--- BEGIN ROWS ---
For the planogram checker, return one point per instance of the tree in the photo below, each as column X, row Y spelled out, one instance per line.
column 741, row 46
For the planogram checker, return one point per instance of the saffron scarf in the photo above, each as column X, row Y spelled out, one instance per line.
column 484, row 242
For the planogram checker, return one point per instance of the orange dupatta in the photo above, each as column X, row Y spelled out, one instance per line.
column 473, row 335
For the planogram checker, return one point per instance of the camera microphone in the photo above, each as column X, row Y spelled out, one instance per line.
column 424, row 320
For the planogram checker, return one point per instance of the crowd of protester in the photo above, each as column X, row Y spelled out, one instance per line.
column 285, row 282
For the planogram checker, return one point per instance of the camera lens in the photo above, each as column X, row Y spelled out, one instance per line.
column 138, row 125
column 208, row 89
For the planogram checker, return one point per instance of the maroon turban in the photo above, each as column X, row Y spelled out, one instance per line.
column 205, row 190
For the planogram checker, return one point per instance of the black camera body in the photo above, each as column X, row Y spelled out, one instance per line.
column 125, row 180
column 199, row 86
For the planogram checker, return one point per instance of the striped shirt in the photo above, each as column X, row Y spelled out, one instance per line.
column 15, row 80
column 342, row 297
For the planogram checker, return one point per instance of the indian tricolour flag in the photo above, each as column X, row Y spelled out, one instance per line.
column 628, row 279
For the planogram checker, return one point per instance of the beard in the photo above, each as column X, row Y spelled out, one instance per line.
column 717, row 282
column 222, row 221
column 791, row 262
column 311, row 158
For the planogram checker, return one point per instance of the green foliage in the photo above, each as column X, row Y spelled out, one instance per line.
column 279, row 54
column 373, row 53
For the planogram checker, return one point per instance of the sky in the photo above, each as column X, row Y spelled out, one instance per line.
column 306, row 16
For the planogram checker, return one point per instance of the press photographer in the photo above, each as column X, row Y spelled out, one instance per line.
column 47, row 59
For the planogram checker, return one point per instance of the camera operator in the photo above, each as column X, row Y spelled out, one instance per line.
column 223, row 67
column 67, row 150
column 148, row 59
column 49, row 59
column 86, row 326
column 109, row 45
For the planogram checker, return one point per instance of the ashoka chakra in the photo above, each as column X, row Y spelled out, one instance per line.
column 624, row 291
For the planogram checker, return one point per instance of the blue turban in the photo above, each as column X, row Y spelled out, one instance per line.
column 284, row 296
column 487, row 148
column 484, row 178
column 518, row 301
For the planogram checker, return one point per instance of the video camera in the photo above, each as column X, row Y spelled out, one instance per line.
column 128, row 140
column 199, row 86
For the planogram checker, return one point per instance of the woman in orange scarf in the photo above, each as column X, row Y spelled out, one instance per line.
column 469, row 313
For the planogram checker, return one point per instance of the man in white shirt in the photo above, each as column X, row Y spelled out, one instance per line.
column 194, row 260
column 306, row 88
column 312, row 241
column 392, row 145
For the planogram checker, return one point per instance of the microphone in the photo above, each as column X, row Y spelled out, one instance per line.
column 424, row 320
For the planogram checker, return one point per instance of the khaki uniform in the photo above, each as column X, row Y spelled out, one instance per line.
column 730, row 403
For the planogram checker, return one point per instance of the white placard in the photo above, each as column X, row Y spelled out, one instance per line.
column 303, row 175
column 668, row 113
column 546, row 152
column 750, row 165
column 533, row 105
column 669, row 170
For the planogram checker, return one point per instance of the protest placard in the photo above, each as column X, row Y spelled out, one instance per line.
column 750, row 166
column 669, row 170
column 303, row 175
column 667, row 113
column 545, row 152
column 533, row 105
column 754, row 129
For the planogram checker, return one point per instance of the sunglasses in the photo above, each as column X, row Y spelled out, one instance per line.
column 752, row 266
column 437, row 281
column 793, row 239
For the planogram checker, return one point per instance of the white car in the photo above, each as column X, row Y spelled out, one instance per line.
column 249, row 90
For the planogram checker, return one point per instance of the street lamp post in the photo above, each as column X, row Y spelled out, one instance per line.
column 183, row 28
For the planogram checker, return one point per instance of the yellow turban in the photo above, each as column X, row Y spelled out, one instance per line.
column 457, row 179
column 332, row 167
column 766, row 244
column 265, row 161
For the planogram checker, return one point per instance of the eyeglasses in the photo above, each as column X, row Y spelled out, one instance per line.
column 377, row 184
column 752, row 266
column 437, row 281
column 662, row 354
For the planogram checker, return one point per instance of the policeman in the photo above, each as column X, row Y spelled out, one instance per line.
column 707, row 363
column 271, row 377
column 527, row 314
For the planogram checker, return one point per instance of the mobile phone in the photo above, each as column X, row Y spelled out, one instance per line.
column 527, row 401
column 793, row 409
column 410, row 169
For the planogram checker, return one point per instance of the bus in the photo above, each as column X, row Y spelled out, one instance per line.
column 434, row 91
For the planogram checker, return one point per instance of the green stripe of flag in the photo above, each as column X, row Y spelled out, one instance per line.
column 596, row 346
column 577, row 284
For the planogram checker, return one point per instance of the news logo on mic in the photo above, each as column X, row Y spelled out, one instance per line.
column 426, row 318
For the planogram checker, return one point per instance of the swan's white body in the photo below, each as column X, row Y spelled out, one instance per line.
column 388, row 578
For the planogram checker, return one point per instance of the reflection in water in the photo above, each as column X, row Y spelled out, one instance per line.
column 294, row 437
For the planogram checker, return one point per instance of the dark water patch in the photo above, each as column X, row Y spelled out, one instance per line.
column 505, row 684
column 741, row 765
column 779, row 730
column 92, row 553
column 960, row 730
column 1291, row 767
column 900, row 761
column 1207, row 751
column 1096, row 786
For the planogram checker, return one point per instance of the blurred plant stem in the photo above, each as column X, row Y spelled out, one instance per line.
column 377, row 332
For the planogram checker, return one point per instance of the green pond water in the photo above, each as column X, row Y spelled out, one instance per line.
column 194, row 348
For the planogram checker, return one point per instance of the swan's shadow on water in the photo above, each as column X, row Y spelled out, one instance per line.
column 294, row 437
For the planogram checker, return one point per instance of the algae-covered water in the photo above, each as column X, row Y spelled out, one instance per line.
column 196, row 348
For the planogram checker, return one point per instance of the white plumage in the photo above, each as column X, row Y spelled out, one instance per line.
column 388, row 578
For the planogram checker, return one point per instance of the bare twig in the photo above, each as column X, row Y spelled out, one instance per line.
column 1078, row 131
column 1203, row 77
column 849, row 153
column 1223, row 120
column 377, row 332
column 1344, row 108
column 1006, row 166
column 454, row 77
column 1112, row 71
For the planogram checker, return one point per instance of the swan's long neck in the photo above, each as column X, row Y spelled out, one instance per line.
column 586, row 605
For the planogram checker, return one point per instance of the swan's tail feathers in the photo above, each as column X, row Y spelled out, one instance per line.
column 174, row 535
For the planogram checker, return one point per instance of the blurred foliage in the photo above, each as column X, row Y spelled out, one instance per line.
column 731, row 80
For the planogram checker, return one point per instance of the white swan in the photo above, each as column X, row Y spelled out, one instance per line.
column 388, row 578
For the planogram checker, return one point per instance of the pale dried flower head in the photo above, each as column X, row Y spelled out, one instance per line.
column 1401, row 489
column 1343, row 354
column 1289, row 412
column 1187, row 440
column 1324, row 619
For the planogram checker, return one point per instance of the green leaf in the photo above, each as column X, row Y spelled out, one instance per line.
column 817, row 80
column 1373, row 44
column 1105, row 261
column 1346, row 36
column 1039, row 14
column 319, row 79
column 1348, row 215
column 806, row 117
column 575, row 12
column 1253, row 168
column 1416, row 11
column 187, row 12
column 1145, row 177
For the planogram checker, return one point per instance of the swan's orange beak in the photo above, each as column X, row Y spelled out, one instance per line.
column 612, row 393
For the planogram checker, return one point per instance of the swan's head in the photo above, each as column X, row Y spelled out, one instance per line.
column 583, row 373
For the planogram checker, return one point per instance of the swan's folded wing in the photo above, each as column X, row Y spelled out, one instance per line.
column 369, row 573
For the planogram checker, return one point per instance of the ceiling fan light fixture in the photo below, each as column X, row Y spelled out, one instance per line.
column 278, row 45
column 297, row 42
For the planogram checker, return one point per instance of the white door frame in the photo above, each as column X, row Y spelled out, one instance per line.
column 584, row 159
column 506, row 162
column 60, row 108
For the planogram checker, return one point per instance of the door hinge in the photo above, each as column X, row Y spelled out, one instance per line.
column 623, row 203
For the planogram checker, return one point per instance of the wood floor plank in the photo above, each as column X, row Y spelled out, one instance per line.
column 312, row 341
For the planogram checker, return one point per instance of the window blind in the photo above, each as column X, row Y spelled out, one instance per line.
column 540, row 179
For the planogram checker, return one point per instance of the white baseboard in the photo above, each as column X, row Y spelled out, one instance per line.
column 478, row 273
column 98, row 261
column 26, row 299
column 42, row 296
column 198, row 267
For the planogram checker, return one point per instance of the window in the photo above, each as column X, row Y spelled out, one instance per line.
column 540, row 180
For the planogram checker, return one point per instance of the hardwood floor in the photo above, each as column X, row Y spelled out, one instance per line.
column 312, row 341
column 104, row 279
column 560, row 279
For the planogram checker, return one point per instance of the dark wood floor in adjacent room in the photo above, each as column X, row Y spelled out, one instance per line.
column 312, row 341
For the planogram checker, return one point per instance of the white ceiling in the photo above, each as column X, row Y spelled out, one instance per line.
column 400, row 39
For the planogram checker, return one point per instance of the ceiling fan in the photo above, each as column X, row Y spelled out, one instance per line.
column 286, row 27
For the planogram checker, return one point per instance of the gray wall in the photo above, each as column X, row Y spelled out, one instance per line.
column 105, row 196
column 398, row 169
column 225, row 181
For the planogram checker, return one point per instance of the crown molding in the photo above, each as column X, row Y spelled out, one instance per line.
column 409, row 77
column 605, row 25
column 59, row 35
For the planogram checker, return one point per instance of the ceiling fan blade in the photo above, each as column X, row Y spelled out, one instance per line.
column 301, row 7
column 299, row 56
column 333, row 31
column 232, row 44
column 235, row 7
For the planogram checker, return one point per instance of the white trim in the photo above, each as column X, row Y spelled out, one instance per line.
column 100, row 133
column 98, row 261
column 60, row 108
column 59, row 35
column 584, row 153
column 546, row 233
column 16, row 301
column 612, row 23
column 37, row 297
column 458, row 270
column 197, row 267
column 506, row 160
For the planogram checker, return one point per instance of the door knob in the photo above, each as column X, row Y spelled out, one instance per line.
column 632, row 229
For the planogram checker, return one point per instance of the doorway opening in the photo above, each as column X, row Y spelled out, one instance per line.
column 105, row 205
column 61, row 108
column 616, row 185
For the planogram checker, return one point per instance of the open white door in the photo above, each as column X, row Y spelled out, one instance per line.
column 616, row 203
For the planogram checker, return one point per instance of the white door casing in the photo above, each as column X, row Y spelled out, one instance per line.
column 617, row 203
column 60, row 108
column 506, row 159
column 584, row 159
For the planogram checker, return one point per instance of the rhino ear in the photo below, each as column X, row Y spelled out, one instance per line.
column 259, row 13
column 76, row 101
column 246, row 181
--- END ROWS ---
* _TASK STATEMENT_
Copy the records again, starting at the line that contains "white door casing" and running through the last line. In that stretch, switch "planogram checker" to "shelf audit" and keep everything else the same.

* _SOLUTION FOR THIS TASK_
For the shelf audit, return one point per instance of the white door casing in the photo above, each as column X, row Y spelled out, one instance per line.
column 617, row 203
column 60, row 108
column 506, row 159
column 584, row 159
For the shelf audit, return one point per instance of the rhino ear in the photo below, each as column X, row Y spelled out, one instance per line.
column 259, row 13
column 76, row 101
column 246, row 181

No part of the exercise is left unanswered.